**What you have to do:** In the passage on meat and egg prices, by what percentage were egg prices expected to recover in 2017?

**Reading passage:**
Egg prices are at decade lows. Live cattle futures recently hit five-year lows. It is a far cry from record high egg prices in the summer of 2015 and record high retail beef prices just a couple years back. Commercial red meat and pork production were record high for the month of August, the U.S.D.A. said.
The U.S.D.A. in its Oct. 12 World Agricultural Supply and Demand Estimates (WASDE) report summed it up:
“Cattle, hog, broiler and turkey prices for the last quarter of 2016 are reduced from last month (September’s forecast) as supplies of product are large. For 2017, the continued large supplies of beef, pork and broiler meat are expected to pressure prices through the year. Egg prices are also reduced for both 2016 and 2017.”
Prices in 2016 were forecast down 18% from 2015 for slaughter steers, down 8% for slaughter hogs, down 7% for broilers and down 53% for eggs. For 2017, prices were projected to drop 4% from 2016 for steers, 11% for hogs and 3% for broilers, while eggs were expected to recover 13%.
The U.S.D.A. forecast commercial red meat and poultry production in 2017 at 100,319 million lbs, up 78 million lbs from its September projection, up 3% from 97,439 million lbs forecast for 2016 and up 6% from 94,630 million lbs in 2015.

**Data extract:**
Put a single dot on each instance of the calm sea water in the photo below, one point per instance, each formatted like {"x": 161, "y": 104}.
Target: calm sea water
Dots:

**Task result:** 13%